**Supplied information**
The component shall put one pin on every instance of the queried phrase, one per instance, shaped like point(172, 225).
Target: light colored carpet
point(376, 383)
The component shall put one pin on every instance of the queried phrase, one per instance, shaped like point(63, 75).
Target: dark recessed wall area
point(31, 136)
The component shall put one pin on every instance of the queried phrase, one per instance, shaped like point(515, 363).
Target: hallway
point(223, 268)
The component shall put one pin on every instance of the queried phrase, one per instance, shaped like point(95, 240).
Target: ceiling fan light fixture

**Work required**
Reproduce every line of the data above without changing anything.

**Solution**
The component shall put one pin on every instance of the queried phrase, one per instance, shaped like point(172, 225).
Target: light colored carpet
point(376, 383)
The component shall put one pin on every instance of the queried phrase, one per instance, shaped like point(63, 75).
Target: dark recessed wall area
point(31, 136)
The component shall put one pin on every instance of the queried phrase, one per instance, shaped like point(515, 363).
Target: hallway
point(223, 268)
The component shall put one pin on every instance of the queried phrase, one per instance, shaped like point(95, 240).
Target: ceiling fan light fixture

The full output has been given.